YOUR INSTRUCTIONS —
Every line from the line containing "Task: identify the snow-covered handrail" through the final line of the data is to be printed exactly; no other line is to appear.

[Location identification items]
· · · · ·

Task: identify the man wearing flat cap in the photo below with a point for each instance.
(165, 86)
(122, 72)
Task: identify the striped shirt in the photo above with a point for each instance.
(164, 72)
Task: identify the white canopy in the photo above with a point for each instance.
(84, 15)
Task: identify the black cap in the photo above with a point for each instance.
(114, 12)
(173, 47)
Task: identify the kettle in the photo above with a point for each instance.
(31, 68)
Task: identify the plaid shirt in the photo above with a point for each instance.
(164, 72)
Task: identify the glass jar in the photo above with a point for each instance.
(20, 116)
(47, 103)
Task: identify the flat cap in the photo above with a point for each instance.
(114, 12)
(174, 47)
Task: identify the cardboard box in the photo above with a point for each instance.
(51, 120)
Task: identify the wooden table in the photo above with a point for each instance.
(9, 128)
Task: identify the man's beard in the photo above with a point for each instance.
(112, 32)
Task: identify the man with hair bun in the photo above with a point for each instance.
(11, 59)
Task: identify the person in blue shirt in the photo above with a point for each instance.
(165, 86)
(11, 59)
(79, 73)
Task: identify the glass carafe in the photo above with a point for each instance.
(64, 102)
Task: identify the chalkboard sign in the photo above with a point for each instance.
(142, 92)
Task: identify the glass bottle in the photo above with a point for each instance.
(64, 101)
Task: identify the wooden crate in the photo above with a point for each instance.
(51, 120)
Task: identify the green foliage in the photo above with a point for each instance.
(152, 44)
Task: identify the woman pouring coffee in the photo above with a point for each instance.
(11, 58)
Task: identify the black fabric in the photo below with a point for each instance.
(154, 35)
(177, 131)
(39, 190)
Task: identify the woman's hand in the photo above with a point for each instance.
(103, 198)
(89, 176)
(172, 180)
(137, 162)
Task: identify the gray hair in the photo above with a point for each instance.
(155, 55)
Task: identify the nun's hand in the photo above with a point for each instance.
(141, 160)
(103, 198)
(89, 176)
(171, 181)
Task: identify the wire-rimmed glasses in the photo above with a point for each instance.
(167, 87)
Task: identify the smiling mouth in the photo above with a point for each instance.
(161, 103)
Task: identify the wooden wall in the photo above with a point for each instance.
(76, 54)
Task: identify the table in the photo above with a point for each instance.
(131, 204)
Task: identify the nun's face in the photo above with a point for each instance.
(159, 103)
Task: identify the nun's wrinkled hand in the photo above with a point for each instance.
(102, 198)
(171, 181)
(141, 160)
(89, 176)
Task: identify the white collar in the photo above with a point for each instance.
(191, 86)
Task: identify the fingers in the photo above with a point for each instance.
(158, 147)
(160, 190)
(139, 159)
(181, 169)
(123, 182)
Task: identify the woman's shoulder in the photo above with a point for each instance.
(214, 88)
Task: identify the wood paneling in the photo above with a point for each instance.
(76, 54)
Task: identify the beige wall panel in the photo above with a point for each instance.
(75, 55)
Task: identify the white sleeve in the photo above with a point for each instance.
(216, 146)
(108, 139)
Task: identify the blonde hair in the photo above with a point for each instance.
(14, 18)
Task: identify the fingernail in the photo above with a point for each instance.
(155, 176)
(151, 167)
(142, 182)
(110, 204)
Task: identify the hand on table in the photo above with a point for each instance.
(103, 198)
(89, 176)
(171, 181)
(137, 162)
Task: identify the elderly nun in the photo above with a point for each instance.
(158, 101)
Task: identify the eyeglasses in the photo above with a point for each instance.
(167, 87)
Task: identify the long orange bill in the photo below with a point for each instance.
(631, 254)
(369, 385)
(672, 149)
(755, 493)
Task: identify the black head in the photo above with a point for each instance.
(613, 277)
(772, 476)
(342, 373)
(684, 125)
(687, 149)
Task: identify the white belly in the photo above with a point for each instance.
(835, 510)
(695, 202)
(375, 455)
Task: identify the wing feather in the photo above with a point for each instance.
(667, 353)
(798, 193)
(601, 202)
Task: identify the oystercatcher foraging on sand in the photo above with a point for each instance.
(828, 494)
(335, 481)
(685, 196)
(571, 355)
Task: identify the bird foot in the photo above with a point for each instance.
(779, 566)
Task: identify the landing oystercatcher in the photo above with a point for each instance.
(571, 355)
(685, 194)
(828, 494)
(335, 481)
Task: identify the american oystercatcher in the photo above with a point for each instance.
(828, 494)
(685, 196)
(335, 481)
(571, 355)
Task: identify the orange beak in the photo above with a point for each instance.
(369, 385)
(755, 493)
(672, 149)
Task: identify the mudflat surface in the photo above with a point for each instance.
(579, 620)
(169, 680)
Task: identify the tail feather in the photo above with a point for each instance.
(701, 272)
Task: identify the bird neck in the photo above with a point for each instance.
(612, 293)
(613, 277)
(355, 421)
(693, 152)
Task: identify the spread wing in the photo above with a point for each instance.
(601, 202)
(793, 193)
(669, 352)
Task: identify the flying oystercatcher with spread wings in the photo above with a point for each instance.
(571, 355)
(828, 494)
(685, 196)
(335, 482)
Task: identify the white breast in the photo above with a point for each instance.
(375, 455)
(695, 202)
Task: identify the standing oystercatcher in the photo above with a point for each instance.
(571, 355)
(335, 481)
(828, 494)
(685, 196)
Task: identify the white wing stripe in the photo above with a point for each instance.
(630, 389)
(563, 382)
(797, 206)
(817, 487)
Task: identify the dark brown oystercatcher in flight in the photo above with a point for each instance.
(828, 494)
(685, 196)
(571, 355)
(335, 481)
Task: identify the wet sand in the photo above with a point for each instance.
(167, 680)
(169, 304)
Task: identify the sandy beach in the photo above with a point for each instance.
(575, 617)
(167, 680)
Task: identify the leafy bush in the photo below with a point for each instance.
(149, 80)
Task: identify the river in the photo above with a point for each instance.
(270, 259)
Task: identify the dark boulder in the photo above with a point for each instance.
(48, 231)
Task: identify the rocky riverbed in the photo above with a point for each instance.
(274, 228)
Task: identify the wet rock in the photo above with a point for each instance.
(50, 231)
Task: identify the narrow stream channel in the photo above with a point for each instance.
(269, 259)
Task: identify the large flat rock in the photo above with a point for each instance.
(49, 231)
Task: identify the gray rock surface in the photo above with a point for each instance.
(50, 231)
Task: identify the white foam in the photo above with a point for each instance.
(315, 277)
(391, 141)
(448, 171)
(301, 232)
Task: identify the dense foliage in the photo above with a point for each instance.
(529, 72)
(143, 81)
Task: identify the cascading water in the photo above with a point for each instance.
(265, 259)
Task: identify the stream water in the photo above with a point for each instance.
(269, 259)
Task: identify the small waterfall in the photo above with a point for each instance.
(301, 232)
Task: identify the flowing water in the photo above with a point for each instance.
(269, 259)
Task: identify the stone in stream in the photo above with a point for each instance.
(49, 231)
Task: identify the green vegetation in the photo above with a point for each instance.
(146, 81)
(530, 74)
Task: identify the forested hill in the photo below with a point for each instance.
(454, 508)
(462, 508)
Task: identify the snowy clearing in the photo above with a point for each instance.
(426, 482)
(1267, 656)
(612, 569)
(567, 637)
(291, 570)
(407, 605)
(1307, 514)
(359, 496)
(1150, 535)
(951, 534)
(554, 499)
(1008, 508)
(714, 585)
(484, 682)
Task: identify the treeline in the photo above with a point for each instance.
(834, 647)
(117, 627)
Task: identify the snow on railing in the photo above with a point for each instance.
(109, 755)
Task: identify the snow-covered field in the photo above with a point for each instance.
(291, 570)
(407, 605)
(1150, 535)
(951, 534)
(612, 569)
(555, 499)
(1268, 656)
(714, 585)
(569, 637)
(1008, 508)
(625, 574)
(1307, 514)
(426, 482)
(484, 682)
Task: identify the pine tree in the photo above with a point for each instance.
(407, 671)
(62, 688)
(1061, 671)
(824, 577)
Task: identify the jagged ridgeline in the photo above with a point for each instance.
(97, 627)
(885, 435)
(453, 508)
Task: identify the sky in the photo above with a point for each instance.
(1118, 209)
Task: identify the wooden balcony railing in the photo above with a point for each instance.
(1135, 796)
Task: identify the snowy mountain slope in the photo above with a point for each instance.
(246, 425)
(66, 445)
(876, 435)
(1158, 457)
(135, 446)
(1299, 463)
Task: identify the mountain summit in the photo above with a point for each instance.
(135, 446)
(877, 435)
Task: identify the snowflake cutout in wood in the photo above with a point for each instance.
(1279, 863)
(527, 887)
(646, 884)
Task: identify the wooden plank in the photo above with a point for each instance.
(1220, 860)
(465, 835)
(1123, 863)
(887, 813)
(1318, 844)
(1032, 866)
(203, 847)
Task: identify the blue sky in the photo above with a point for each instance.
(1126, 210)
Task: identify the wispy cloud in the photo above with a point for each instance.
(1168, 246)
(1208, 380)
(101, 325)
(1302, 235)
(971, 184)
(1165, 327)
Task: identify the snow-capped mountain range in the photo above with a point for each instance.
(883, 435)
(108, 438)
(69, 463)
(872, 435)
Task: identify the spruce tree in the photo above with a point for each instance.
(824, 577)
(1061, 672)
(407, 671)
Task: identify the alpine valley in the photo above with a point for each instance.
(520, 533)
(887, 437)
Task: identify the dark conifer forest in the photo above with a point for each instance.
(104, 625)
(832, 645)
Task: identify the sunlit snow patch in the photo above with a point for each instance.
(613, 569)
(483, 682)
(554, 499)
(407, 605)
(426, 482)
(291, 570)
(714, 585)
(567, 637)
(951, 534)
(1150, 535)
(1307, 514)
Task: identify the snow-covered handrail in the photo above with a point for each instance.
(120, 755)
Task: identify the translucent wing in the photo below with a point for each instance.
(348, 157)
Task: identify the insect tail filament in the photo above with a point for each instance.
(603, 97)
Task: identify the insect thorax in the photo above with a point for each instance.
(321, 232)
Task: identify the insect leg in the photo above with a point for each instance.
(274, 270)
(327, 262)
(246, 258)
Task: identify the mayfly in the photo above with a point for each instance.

· · · · ·

PROBLEM SOLUTION —
Task: identify the snow-covered handrail in the photo above with a point for each instance.
(120, 755)
Task: identify the translucent wing in the photo below with a point for each instance.
(348, 157)
Task: identify the insect tail filament in the photo above with a point for each instance.
(603, 97)
Task: identify the insect thorax in the photo above with a point for each instance.
(321, 232)
Task: identify the insect leg in the photo above with a point for each instance.
(274, 270)
(327, 262)
(246, 258)
Task: identify the mayfly in the photo above with a point for each instance.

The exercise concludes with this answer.